◆ Aim ◆
Write out the lines of the records below again with "eyebrow" switched to "nose" throughout, leaving everything else unchanged. Omit the pictures from your answer.

>> begin

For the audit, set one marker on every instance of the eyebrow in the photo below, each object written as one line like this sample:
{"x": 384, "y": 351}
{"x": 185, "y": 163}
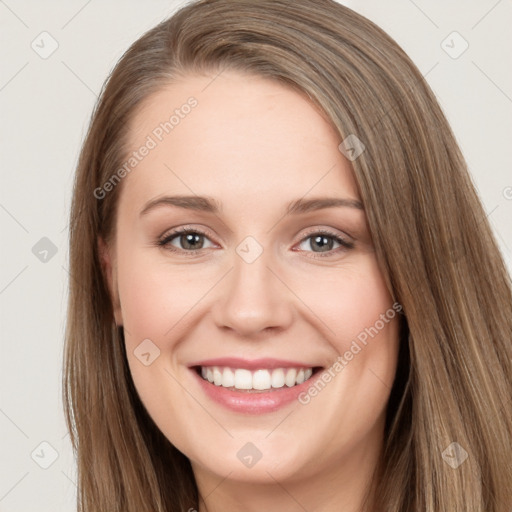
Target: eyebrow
{"x": 210, "y": 205}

>> end

◆ Result of the task ◆
For the audit, set one marker on every instance of the nose in the photo below, each object written as one line like this sample:
{"x": 384, "y": 351}
{"x": 185, "y": 163}
Target: nose
{"x": 210, "y": 205}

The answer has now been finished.